====== Dataset excerpts ======
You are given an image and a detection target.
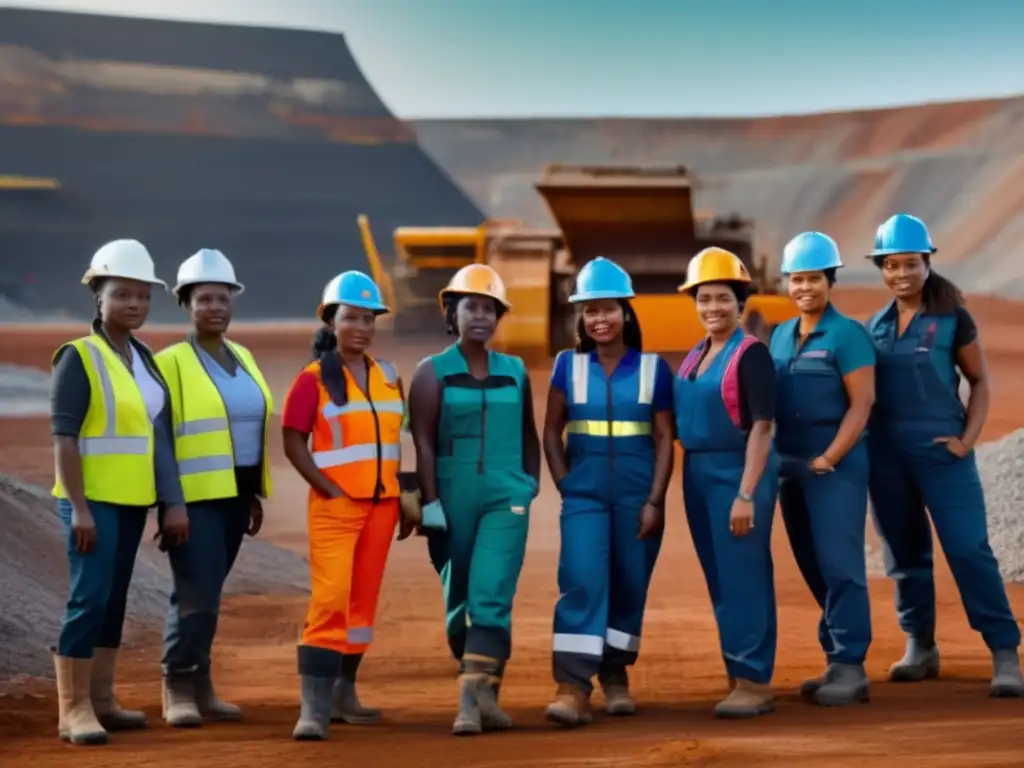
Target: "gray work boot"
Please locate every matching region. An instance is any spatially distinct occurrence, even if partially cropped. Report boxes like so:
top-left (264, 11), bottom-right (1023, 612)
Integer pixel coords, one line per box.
top-left (889, 635), bottom-right (939, 683)
top-left (89, 648), bottom-right (147, 731)
top-left (715, 678), bottom-right (775, 719)
top-left (452, 672), bottom-right (490, 736)
top-left (162, 673), bottom-right (203, 728)
top-left (988, 648), bottom-right (1024, 698)
top-left (800, 664), bottom-right (833, 700)
top-left (814, 663), bottom-right (869, 707)
top-left (544, 683), bottom-right (594, 728)
top-left (331, 677), bottom-right (384, 725)
top-left (194, 671), bottom-right (242, 723)
top-left (292, 675), bottom-right (335, 741)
======
# [Task instructions]
Switch "gray work boot" to "brown work boot" in all of the data above, leaving everything else unchanged. Leave the picture out of your answer.

# [Solution for this task]
You are given an image and a detection target.
Target: "brown work boot"
Please locate every matching region. An instance is any spatially distinct occurrence, even if partially cropped. Report boxes like so:
top-left (264, 11), bottom-right (1023, 612)
Integer pixel coords, one line per box.
top-left (889, 635), bottom-right (939, 683)
top-left (89, 648), bottom-right (147, 731)
top-left (715, 678), bottom-right (775, 719)
top-left (452, 672), bottom-right (490, 736)
top-left (162, 673), bottom-right (203, 728)
top-left (988, 648), bottom-right (1024, 698)
top-left (800, 664), bottom-right (833, 700)
top-left (814, 663), bottom-right (869, 707)
top-left (544, 683), bottom-right (594, 728)
top-left (331, 677), bottom-right (384, 725)
top-left (194, 671), bottom-right (242, 723)
top-left (292, 675), bottom-right (335, 741)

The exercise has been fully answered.